* _Exercise aim_:
Print the stretch of the entries below from the line containing "Please identify the wooden" through the line containing "<point>132,601</point>", both included, copying each line with no changes.

[Begin Supplied records]

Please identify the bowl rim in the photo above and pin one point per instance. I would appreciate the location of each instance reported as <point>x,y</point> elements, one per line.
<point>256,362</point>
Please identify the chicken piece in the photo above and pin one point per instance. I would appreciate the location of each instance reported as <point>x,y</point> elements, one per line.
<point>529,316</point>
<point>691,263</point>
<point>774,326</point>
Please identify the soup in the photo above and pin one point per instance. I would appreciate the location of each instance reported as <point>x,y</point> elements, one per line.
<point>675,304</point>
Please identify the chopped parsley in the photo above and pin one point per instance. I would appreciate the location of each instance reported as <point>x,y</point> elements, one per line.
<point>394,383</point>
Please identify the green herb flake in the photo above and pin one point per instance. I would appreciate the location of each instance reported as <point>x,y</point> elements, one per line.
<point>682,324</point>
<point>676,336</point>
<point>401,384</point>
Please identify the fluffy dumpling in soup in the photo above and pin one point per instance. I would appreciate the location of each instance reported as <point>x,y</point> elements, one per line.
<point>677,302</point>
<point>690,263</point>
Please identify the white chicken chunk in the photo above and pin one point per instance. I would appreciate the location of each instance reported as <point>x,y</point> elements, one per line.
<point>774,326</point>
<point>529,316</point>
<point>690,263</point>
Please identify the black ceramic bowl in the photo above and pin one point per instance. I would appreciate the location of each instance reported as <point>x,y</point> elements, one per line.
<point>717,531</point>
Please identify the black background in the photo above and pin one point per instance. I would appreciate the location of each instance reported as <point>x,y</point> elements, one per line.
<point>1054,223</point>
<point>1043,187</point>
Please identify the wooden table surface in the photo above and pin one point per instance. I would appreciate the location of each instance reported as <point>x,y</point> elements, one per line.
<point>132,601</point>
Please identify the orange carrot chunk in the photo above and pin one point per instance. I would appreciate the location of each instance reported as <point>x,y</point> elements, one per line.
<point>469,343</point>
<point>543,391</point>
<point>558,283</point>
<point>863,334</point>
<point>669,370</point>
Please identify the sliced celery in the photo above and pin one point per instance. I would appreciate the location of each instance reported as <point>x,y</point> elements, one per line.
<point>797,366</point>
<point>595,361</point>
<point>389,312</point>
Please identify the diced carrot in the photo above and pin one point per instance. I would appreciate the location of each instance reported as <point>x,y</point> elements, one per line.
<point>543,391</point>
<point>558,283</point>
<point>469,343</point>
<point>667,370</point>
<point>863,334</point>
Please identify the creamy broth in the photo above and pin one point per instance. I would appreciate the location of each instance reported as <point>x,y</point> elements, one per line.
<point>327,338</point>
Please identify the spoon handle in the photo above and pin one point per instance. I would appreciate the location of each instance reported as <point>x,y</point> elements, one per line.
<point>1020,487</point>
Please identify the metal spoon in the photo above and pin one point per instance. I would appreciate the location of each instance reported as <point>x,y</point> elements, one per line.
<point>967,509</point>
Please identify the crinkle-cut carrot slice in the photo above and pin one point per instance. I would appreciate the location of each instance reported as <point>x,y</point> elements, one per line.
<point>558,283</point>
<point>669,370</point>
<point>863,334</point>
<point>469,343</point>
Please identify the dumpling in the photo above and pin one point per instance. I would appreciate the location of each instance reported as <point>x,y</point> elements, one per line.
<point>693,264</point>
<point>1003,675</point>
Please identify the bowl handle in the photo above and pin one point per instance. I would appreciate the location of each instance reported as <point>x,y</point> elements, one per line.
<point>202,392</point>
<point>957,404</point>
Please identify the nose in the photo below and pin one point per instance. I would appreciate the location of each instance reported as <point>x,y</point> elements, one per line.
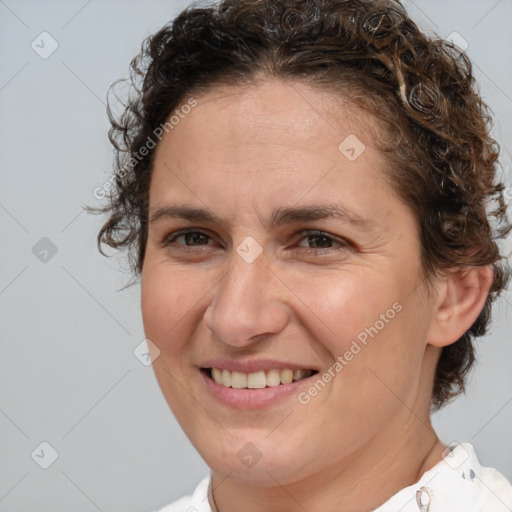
<point>248,304</point>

[End Supplied records]

* _Answer to this task_:
Please identify the wooden table surface in the photo above and pin one point per instance. I would appreciate the location of each instance reported as <point>x,y</point> elements, one per line.
<point>132,601</point>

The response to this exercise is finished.